### [What is needed]
Reproduce all of the following entries line for line, changing nothing.

### [Information shown]
•••
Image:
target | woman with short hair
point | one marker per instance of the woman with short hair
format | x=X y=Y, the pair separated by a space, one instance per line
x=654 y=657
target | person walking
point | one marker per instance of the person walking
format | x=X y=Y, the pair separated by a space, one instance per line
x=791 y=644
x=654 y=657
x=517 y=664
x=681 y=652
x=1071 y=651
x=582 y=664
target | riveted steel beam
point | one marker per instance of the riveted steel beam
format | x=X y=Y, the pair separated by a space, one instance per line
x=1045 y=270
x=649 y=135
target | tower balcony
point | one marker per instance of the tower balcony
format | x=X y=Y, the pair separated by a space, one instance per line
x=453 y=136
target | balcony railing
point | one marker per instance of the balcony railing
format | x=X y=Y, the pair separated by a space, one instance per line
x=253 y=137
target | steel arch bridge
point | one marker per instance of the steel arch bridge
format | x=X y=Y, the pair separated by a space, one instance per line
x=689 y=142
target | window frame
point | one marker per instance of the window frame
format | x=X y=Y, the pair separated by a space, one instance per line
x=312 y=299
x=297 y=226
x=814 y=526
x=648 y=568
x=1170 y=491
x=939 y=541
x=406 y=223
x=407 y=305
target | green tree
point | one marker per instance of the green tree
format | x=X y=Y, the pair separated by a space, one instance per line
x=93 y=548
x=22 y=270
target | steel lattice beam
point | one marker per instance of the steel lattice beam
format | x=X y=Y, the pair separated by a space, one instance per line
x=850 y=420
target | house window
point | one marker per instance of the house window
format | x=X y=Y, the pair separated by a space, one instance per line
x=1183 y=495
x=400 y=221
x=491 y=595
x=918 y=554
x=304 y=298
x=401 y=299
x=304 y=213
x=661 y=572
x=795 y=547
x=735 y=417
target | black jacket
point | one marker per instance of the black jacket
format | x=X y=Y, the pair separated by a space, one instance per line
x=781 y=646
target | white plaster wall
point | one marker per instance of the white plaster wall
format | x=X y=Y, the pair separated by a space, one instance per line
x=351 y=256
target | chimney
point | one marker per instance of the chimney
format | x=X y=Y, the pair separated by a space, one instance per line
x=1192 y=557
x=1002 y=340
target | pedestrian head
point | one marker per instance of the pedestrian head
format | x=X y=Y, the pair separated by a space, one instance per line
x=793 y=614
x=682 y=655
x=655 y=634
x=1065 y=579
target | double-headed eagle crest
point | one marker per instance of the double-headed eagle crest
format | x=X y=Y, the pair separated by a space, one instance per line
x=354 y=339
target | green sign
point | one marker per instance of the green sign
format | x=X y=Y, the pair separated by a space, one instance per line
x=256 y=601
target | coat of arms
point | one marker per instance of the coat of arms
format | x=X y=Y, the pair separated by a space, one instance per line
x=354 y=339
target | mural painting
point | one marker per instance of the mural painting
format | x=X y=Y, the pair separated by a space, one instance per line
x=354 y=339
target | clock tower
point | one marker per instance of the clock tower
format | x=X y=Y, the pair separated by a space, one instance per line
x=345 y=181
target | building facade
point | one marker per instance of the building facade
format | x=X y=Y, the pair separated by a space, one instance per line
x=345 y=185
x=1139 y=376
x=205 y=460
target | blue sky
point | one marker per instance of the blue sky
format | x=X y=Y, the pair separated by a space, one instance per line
•••
### [Solved problem]
Image:
target | woman with short hair
point | one marker per instance of the woman with short hair
format | x=X y=Y, the pair separated by a space, one instance per line
x=654 y=657
target | person walking
point | one marker per instance of the person walking
format | x=X y=Y, the pair separated by a space, one instance per line
x=791 y=644
x=654 y=657
x=517 y=664
x=681 y=652
x=1071 y=651
x=582 y=664
target | riveted steel beam
point | one marker per instance of the riveted steel beam
format | x=X y=Y, the pair separated by a space, one instance per line
x=1045 y=270
x=649 y=135
target | tower balcony
point | one marker per instance of the tower balcony
format | x=X y=Y, the pair separated by a space, one instance per line
x=453 y=136
target | balcony railing
point | one marker per instance of the balcony railing
format | x=X y=Y, the pair separated by a space, one instance per line
x=253 y=137
target | steel arch bridge
point | one marker per instance of the steel arch bridge
format | x=X y=Y, the pair separated by a space, one instance per line
x=689 y=142
target | window frame
point | one marker per instance of the window frame
format | x=X y=Y, the pair separated by a space, one instance per line
x=312 y=299
x=297 y=226
x=814 y=526
x=648 y=568
x=1170 y=491
x=939 y=541
x=406 y=223
x=407 y=305
target | green tree
point | one marker per instance of the green tree
format | x=X y=Y, the pair separated by a space, one instance per line
x=93 y=548
x=22 y=270
target | steel lattice beam
point | one marker per instance of the steel lattice beam
format | x=X y=Y, the pair separated by a space, one instance per line
x=850 y=420
target | house window
point | one marker per instance of the house window
format | x=X y=Y, the pair separated by a space, one instance per line
x=1183 y=495
x=400 y=221
x=491 y=595
x=918 y=554
x=304 y=298
x=401 y=299
x=304 y=213
x=661 y=572
x=795 y=547
x=735 y=417
target | black jacket
point | one marker per instance of the black jacket
format | x=X y=Y, the pair separated by a space, one instance per line
x=781 y=646
target | white plaster wall
point | one marker per instance of the white plaster wall
format | x=X y=Y, the pair separated by a space, one instance per line
x=351 y=256
target | chimney
point | one marker per instance of the chimney
format | x=X y=Y, the pair separated by a space, one instance per line
x=1192 y=557
x=1002 y=340
target | pedestrian head
point | one marker per instance of the pedestrian head
format | x=X y=Y, the pair separated by a space, one instance per line
x=793 y=614
x=682 y=655
x=655 y=634
x=1065 y=579
target | double-headed eagle crest
point | one marker per instance of the double-headed eagle crest
format | x=X y=Y, the pair separated by a space, one instance per line
x=354 y=339
target | green sign
point | one marker per instance of the green sign
format | x=X y=Y, the pair separated by a space, one instance per line
x=256 y=601
target | coat of arms
point | one marker per instance of the coat of arms
format | x=X y=Y, the pair separated by a space, one instance per line
x=354 y=339
target | mural painting
point | one marker per instance of the mural painting
format | x=X y=Y, the pair separated by a space, one instance per line
x=354 y=339
target | clock tower
point | one marker per instance of the clock tower
format | x=X y=Y, the pair separated by a space, one instance per line
x=345 y=181
target | building facade
point | one marker per instance of the building facade
format | x=X y=Y, the pair separated by a space, one instance per line
x=345 y=185
x=1139 y=376
x=205 y=460
target | blue sky
point | one marker per instance of the blue sky
format | x=X y=Y, the pair separated by a space, one instance per line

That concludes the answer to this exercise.